====== PAGE EXCERPT ======

Friend, I may not know you, but I’m pretty sure I know some things about you:
I know you feel something breaking inside lately, an invisible fracture that only you’re fully aware of, one that seems to grow deeper by the hour.
I know you walk away from conversations with people you once relied on for wisdom and compassion, doubting your own sanity because you no longer recognize those qualities in them.
I know you feel internally estranged from the friends, coworkers, family members, and neighbors you used to find affinity with, the people who once felt like home.
I know you stare at the perpetual parade of horrible scrolling past you, from the second you wake up prematurely in the early morning until the stretched-out nighttime moments you try unsuccessfully to fall asleep, and how you question the grip you have on reality.
I know the crushing disbelief you feel when you look around and see so many people who don’t seem the slightest bit bothered, who are carrying on as if this is all normal; people who appear fully oblivious to the Category 5 shitstorm that you’ve been screaming about for a decade, now.

======

WHAT YOU WILL DO:
1. For each statement about the letter, answer yes or no depending on whether the letter agrees, and quote the words from the letter that decide it.
(a) The writer says they know the reader personally.
(b) The reader wakes up too early in the morning.
(c) The reader has been screaming about the storm for a decade.
2. Set down the part of the letter from "I know you walk" to "qualities in them.", word for word.
The entries that follow the letter have nothing to do with it.

====== EXTRACTED INFORMATION ======

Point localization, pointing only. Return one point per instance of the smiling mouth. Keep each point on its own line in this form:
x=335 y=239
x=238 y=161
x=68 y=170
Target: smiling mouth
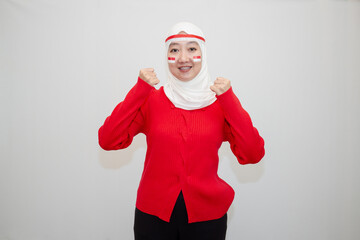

======

ANSWERS FOR EACH ITEM:
1.
(a) No: "Friend, I may not know you"
(b) Yes: "from the second you wake up prematurely in the early morning"
(c) Yes: "that you’ve been screaming about for a decade, now."

2.
I know you walk away from conversations with people you once relied on for wisdom and compassion, doubting your own sanity because you no longer recognize those qualities in them.